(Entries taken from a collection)
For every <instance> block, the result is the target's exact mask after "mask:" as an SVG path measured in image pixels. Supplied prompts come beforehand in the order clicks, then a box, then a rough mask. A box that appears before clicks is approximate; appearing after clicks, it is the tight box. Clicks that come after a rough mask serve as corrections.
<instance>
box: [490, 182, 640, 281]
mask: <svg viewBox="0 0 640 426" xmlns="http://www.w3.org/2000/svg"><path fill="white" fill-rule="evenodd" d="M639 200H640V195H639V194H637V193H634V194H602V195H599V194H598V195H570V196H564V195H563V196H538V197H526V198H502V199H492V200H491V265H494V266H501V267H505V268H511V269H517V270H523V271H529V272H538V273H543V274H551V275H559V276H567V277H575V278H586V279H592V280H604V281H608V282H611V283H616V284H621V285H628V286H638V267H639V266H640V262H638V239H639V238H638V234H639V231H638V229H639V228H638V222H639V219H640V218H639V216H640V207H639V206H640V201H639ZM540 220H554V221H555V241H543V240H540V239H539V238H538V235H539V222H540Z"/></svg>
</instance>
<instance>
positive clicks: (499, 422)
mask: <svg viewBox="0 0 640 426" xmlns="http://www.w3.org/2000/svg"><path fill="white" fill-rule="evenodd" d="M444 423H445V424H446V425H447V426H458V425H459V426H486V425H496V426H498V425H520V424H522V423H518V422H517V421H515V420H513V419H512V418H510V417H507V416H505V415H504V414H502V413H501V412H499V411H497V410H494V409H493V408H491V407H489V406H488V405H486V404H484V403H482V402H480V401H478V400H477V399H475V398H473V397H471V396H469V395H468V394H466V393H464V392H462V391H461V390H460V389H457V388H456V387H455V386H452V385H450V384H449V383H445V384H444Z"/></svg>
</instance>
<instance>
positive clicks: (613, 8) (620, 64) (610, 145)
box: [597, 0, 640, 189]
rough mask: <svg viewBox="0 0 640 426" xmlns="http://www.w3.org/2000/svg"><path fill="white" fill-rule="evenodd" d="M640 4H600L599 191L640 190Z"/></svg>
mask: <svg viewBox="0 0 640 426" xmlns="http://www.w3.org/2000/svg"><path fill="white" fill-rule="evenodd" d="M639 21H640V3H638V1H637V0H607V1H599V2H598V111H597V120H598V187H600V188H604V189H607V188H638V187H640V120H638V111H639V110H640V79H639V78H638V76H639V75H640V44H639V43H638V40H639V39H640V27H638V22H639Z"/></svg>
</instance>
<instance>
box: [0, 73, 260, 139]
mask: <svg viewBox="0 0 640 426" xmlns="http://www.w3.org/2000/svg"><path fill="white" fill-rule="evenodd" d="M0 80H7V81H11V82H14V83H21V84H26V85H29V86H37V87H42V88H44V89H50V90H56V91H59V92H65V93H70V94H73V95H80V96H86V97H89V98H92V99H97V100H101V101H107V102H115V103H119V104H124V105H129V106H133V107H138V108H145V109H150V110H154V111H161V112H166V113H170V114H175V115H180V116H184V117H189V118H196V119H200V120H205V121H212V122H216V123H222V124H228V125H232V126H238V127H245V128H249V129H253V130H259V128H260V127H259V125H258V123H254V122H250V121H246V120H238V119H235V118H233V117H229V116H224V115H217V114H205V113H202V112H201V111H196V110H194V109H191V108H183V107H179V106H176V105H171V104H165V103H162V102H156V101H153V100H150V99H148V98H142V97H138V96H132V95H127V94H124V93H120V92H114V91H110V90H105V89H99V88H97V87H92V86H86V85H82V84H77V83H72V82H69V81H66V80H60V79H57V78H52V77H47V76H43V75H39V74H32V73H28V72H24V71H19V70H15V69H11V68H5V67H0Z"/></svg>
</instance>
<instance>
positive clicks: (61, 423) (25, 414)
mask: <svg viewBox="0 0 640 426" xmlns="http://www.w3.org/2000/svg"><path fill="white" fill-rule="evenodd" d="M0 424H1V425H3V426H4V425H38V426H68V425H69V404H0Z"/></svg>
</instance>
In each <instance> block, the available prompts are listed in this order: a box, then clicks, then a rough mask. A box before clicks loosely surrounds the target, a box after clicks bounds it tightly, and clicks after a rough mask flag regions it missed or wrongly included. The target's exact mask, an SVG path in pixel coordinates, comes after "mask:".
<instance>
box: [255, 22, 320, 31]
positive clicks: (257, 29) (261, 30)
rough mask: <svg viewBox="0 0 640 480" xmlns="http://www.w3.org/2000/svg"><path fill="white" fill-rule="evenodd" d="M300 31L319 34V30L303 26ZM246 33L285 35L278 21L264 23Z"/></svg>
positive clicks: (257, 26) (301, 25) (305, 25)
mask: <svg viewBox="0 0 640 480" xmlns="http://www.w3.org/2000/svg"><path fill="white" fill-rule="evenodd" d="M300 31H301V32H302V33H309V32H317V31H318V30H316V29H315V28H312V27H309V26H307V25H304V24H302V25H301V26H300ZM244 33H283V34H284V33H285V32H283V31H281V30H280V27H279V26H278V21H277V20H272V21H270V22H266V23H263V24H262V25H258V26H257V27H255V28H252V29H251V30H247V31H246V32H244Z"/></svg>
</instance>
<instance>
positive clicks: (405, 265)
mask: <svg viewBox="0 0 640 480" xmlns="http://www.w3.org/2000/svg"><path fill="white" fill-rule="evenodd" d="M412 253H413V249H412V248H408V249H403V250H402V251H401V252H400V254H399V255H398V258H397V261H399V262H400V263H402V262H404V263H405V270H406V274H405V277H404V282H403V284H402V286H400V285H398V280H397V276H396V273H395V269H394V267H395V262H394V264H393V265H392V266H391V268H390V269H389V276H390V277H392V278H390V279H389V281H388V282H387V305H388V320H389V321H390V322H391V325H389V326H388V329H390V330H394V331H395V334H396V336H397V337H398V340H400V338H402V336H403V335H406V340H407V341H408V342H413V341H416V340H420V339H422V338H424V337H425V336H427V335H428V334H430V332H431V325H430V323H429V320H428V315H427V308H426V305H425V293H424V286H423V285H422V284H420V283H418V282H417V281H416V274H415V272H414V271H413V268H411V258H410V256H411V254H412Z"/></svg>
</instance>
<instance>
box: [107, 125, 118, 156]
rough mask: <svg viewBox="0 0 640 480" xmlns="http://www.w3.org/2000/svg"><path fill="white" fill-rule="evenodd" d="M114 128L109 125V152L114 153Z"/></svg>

## WORK INSTRUCTION:
Each line above is to be restated exactly.

## OUTPUT OF THE TASK:
For every <instance> block, the result is the target's exact mask after "mask:" as an SVG path measured in image pixels. Supplied prompts come beforehand in the order clicks, then a box, then a rough mask. A box that appears before clicks is approximate; appearing after clicks, it is the tight box. Clicks that come after a rough mask serve as corrections.
<instance>
box: [490, 182, 640, 281]
mask: <svg viewBox="0 0 640 426" xmlns="http://www.w3.org/2000/svg"><path fill="white" fill-rule="evenodd" d="M639 200H640V195H639V194H637V193H634V194H602V195H599V194H598V195H570V196H564V195H563V196H538V197H526V198H502V199H492V200H491V265H494V266H501V267H505V268H511V269H517V270H523V271H529V272H538V273H543V274H551V275H559V276H567V277H575V278H586V279H592V280H604V281H608V282H611V283H616V284H621V285H628V286H638V267H639V266H640V262H638V239H639V238H638V234H639V231H638V229H639V228H638V222H639V219H640V218H639V216H640V207H639V206H640V201H639ZM540 220H554V221H555V241H543V240H540V239H539V238H538V235H539V222H540Z"/></svg>
</instance>
<instance>
positive clicks: (499, 422)
mask: <svg viewBox="0 0 640 426" xmlns="http://www.w3.org/2000/svg"><path fill="white" fill-rule="evenodd" d="M444 423H445V424H446V425H447V426H458V425H459V426H486V425H496V426H498V425H520V424H522V423H518V422H517V421H515V420H513V419H512V418H510V417H507V416H505V415H504V414H502V413H501V412H499V411H497V410H494V409H493V408H491V407H489V406H488V405H486V404H484V403H482V402H480V401H478V400H477V399H475V398H473V397H471V396H469V395H468V394H466V393H464V392H462V391H461V390H460V389H457V388H456V387H455V386H452V385H450V384H449V383H445V384H444Z"/></svg>
</instance>
<instance>
positive clicks: (613, 8) (620, 64) (610, 145)
box: [597, 0, 640, 189]
rough mask: <svg viewBox="0 0 640 426" xmlns="http://www.w3.org/2000/svg"><path fill="white" fill-rule="evenodd" d="M640 4H600L599 191L640 190Z"/></svg>
mask: <svg viewBox="0 0 640 426" xmlns="http://www.w3.org/2000/svg"><path fill="white" fill-rule="evenodd" d="M639 21H640V3H638V1H637V0H607V1H599V2H598V111H597V120H598V187H600V188H604V189H607V188H638V187H640V120H638V111H639V110H640V79H639V78H638V76H639V75H640V44H639V43H638V40H639V39H640V27H638V22H639Z"/></svg>
</instance>
<instance>
box: [0, 73, 260, 139]
mask: <svg viewBox="0 0 640 426" xmlns="http://www.w3.org/2000/svg"><path fill="white" fill-rule="evenodd" d="M0 80H7V81H11V82H14V83H21V84H26V85H29V86H37V87H42V88H44V89H50V90H56V91H59V92H65V93H70V94H73V95H80V96H86V97H89V98H92V99H97V100H101V101H107V102H115V103H119V104H124V105H129V106H133V107H138V108H145V109H150V110H154V111H161V112H166V113H170V114H175V115H180V116H184V117H189V118H196V119H200V120H205V121H212V122H216V123H222V124H228V125H232V126H238V127H245V128H249V129H253V130H259V128H260V127H259V125H258V123H254V122H250V121H246V120H238V119H235V118H233V117H229V116H224V115H217V114H205V113H202V112H201V111H196V110H194V109H191V108H183V107H179V106H176V105H171V104H165V103H162V102H156V101H153V100H150V99H148V98H142V97H138V96H132V95H127V94H124V93H120V92H114V91H110V90H105V89H99V88H97V87H92V86H86V85H82V84H77V83H72V82H69V81H66V80H60V79H57V78H52V77H47V76H43V75H39V74H32V73H28V72H24V71H19V70H15V69H11V68H5V67H0Z"/></svg>
</instance>
<instance>
positive clicks: (61, 423) (25, 414)
mask: <svg viewBox="0 0 640 426" xmlns="http://www.w3.org/2000/svg"><path fill="white" fill-rule="evenodd" d="M0 424H1V425H3V426H4V425H38V426H68V425H69V404H0Z"/></svg>
</instance>
In each <instance> block, the available prompts are listed in this order: a box, then clicks, then a rough mask. A box before clicks loosely surrounds the target, a box after clicks bounds it tightly, and clicks after a rough mask flag regions it missed or wrongly included. The target's exact mask, an SVG path in pixel coordinates, comes after "mask:".
<instance>
box: [255, 22, 320, 31]
positive clicks: (257, 29) (261, 30)
rough mask: <svg viewBox="0 0 640 480" xmlns="http://www.w3.org/2000/svg"><path fill="white" fill-rule="evenodd" d="M300 31L319 34V30L303 26ZM246 33L285 35L278 21L264 23Z"/></svg>
positive clicks: (257, 26) (301, 25) (305, 25)
mask: <svg viewBox="0 0 640 480" xmlns="http://www.w3.org/2000/svg"><path fill="white" fill-rule="evenodd" d="M300 31H301V32H302V33H309V32H317V31H318V30H316V29H315V28H312V27H309V26H307V25H304V24H302V25H301V26H300ZM244 33H283V34H284V33H285V32H283V31H281V30H280V27H279V26H278V21H277V20H272V21H270V22H266V23H263V24H262V25H258V26H257V27H255V28H252V29H251V30H247V31H246V32H244Z"/></svg>
</instance>
<instance>
positive clicks: (405, 265)
mask: <svg viewBox="0 0 640 480" xmlns="http://www.w3.org/2000/svg"><path fill="white" fill-rule="evenodd" d="M412 253H413V249H412V248H408V249H403V250H402V251H401V252H400V254H399V255H398V258H397V261H399V262H400V263H402V262H404V263H405V270H406V274H405V277H404V282H403V284H402V286H400V285H398V280H397V276H396V273H395V269H394V267H395V262H394V264H393V265H392V266H391V268H390V269H389V276H390V277H392V278H390V279H389V281H388V282H387V305H388V320H389V321H390V322H391V325H389V326H388V329H390V330H394V331H395V334H396V336H397V337H398V340H400V338H402V336H403V335H406V340H407V341H408V342H413V341H416V340H420V339H422V338H424V337H425V336H427V335H428V334H430V332H431V325H430V323H429V320H428V315H427V308H426V305H425V293H424V286H423V285H422V284H420V283H418V282H417V281H416V274H415V272H414V271H413V268H411V258H410V256H411V254H412Z"/></svg>
</instance>
<instance>
box: [107, 125, 118, 156]
rough mask: <svg viewBox="0 0 640 480" xmlns="http://www.w3.org/2000/svg"><path fill="white" fill-rule="evenodd" d="M114 128L109 125V152L114 153Z"/></svg>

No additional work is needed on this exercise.